======== Selected extract ========

No matter where you fall on the spectrum of personal responsibility versus our obesogenic environment as the primary factor in the obesity crisis, there is one thing we all seem to agree on: Fast food is awful. Whether you think it’s your fault for choosing to eat it or the companies’ faults for engineering such addictive concoctions of fat, salt and sugar, everyone knows that fast food will kill you by inches. That’s not up for debate.
And yet there’s a reason there is a McD’s, Burger King, Taco Bell, or any other edifice with a drive through window at every major intersection in America. See, fast food is the Charlie Sheen of nutrition; we all love to vilify him and yet everyone giggles watching Two and a Half Men, even though it’s so stereotypically stupid that butter knives look sharp by comparison. So how would you feel if you knew Charlie Sheen was actually an assassin bankrolled by some of the most powerful companies in the world and sent to kill you for their profit?
Ok, took that analogy one step too far. Back up to fast food. Actually back up one step higher – to the companies who buy stock in fast food. According to “Harvard Medical School researchers, 11 large companies that offer life, disability, or health insurance owned about $1.9 billion in stock in the five largest fast-food companies as of June 2009.” Yes, you read that correctly. The people whom you are paying to be invested in your health are actually invested in ruining it.

========

*Your tasks:*
1. Answer these questions about the fast food text:
(a) Which three ingredients are fast food companies said to engineer into addictive concoctions?
(b) What television show is named as one everyone giggles watching?
(c) As of June 2009, how much stock did 11 large insurance companies own in the five largest fast-food companies, according to the Harvard Medical School researchers?
2. Copy out the passage of the fast food text from "And yet there’s" up to and including "for their profit?".

======== Dataset excerpts ========

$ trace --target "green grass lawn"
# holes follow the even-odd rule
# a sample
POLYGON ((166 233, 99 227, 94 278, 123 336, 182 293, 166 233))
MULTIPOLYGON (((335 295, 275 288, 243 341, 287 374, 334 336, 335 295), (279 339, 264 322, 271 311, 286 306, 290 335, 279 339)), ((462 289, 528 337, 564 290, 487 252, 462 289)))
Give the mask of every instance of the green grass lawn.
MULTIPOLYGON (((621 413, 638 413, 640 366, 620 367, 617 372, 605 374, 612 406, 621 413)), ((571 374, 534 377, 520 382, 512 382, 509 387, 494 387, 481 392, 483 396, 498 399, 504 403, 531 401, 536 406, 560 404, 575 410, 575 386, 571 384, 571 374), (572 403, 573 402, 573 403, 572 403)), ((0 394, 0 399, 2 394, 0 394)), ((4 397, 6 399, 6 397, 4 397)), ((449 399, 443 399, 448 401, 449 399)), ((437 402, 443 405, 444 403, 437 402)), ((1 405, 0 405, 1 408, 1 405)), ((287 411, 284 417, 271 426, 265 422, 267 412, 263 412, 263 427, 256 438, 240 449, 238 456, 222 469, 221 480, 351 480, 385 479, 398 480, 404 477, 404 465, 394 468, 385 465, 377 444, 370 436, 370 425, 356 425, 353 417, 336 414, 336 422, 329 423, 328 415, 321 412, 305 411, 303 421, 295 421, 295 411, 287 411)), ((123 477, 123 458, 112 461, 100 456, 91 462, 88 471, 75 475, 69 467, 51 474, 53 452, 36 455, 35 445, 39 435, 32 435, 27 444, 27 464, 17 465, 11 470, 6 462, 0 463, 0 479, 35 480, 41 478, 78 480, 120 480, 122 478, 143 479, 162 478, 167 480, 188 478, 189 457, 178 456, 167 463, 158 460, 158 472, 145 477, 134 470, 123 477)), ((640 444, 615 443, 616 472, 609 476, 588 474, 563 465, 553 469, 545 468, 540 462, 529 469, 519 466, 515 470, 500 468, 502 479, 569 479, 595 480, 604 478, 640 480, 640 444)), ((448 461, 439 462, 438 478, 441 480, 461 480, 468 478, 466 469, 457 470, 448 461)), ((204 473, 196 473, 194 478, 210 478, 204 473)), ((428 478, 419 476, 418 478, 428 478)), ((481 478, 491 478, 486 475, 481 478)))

========

*Solution set:*
1.
(a) Fat, salt and sugar.
(b) Two and a Half Men.
(c) About $1.9 billion.

2.
And yet there’s a reason there is a McD’s, Burger King, Taco Bell, or any other edifice with a drive through window at every major intersection in America. See, fast food is the Charlie Sheen of nutrition; we all love to vilify him and yet everyone giggles watching Two and a Half Men, even though it’s so stereotypically stupid that butter knives look sharp by comparison. So how would you feel if you knew Charlie Sheen was actually an assassin bankrolled by some of the most powerful companies in the world and sent to kill you for their profit?